### [Problem]
Each line below with the word "root" needs to be copied.

### [Dataset content]

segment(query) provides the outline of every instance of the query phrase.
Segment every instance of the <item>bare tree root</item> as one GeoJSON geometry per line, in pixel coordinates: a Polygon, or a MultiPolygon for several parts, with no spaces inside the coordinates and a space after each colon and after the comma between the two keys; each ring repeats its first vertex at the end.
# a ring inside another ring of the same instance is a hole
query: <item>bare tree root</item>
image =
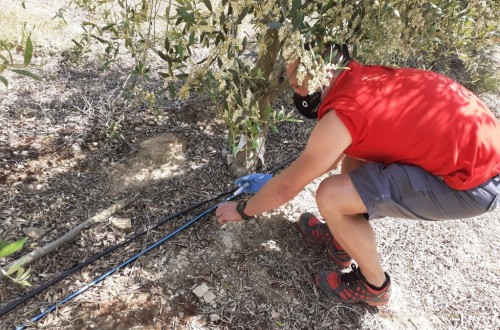
{"type": "MultiPolygon", "coordinates": [[[[62,244],[74,239],[79,233],[81,233],[83,230],[89,228],[90,226],[102,222],[109,218],[111,215],[114,213],[126,208],[128,205],[130,205],[132,202],[135,201],[136,196],[131,196],[124,198],[114,205],[108,207],[104,211],[99,212],[98,214],[94,215],[93,217],[89,218],[87,221],[79,224],[75,228],[71,229],[69,232],[64,234],[63,236],[59,237],[55,241],[36,249],[35,251],[32,251],[21,258],[13,261],[12,263],[8,264],[7,266],[3,267],[3,270],[7,272],[14,264],[16,267],[23,267],[26,265],[31,264],[32,262],[45,257],[47,254],[53,252],[55,249],[60,247],[62,244]]],[[[6,276],[4,275],[3,272],[0,272],[0,279],[5,278],[6,276]]]]}

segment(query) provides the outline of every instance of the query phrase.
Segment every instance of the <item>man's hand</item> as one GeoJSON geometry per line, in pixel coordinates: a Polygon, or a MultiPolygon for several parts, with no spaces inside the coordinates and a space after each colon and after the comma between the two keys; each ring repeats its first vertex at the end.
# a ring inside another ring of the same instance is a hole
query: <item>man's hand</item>
{"type": "Polygon", "coordinates": [[[236,202],[225,202],[217,207],[215,210],[215,216],[217,216],[217,222],[221,225],[232,221],[241,221],[241,215],[236,210],[236,202]]]}
{"type": "Polygon", "coordinates": [[[234,183],[238,187],[243,187],[245,184],[247,184],[247,187],[243,188],[242,193],[252,194],[259,191],[260,188],[262,188],[267,183],[267,181],[271,180],[272,178],[272,174],[254,173],[236,179],[234,183]]]}

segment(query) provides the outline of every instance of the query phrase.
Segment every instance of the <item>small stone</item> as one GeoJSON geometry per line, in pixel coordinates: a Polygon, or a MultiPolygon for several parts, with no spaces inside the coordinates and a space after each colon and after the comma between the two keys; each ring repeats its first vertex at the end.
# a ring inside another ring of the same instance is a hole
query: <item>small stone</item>
{"type": "Polygon", "coordinates": [[[212,291],[208,291],[203,295],[203,300],[205,300],[205,302],[208,304],[214,301],[215,298],[217,298],[217,296],[212,291]]]}
{"type": "Polygon", "coordinates": [[[208,286],[203,283],[201,285],[198,285],[193,291],[192,291],[196,297],[201,298],[205,295],[205,293],[208,292],[208,286]]]}
{"type": "Polygon", "coordinates": [[[45,229],[41,229],[41,228],[28,227],[28,228],[24,228],[23,232],[29,238],[38,239],[38,238],[42,237],[43,235],[45,235],[45,233],[47,231],[45,229]]]}
{"type": "Polygon", "coordinates": [[[210,321],[217,322],[220,320],[220,316],[217,314],[210,314],[210,321]]]}
{"type": "Polygon", "coordinates": [[[120,230],[132,229],[132,221],[129,218],[111,218],[111,225],[120,230]]]}

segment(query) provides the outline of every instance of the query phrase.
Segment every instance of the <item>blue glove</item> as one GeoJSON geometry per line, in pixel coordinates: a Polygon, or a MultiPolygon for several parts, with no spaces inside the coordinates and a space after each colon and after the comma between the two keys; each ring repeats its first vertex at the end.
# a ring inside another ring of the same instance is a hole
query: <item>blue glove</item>
{"type": "Polygon", "coordinates": [[[242,176],[241,178],[236,179],[234,183],[238,187],[243,187],[246,185],[246,187],[243,188],[240,193],[252,194],[259,191],[267,181],[272,179],[272,177],[272,174],[254,173],[242,176]]]}

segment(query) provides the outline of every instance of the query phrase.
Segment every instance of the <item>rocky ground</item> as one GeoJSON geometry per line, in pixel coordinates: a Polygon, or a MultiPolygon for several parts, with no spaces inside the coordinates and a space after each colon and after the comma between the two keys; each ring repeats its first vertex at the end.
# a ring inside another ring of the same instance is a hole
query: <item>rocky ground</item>
{"type": "MultiPolygon", "coordinates": [[[[492,54],[498,58],[499,49],[492,54]]],[[[213,106],[201,96],[186,102],[163,96],[157,112],[151,112],[146,103],[120,94],[129,66],[120,63],[100,72],[95,63],[72,63],[57,53],[37,71],[43,83],[9,76],[9,92],[0,92],[0,239],[29,236],[16,256],[55,240],[119,199],[135,196],[126,209],[35,262],[29,279],[34,287],[168,215],[233,188],[225,128],[213,106]],[[116,122],[122,139],[112,137],[116,122]],[[117,220],[130,220],[131,228],[120,229],[117,220]]],[[[161,82],[153,79],[146,88],[156,84],[161,82]]],[[[500,117],[500,96],[481,97],[500,117]]],[[[288,96],[280,102],[291,109],[288,96]]],[[[269,136],[268,168],[297,155],[312,125],[280,125],[279,133],[269,136]]],[[[392,302],[381,308],[336,304],[313,281],[318,270],[336,266],[321,247],[304,242],[295,225],[302,212],[317,212],[319,182],[250,222],[221,227],[207,215],[30,328],[500,327],[500,210],[438,223],[373,222],[383,265],[393,280],[392,302]]],[[[4,316],[0,328],[26,322],[211,205],[68,277],[4,316]]],[[[28,290],[1,282],[1,305],[28,290]]]]}

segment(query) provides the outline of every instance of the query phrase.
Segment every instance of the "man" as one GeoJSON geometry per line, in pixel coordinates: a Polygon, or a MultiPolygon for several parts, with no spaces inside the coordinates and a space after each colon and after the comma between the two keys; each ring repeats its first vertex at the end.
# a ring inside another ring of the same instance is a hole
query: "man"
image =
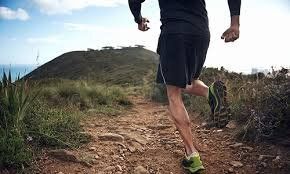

### [Worked solution]
Segment every instance of the <item>bare tree root</item> as one GeoJSON geometry per line, in pixel coordinates: a Polygon, or a MultiPolygon for several parts, with no spaces inside the coordinates and a space after each colon and after the comma between the two keys; each ring repeats its first vertex at the end.
query: <item>bare tree root</item>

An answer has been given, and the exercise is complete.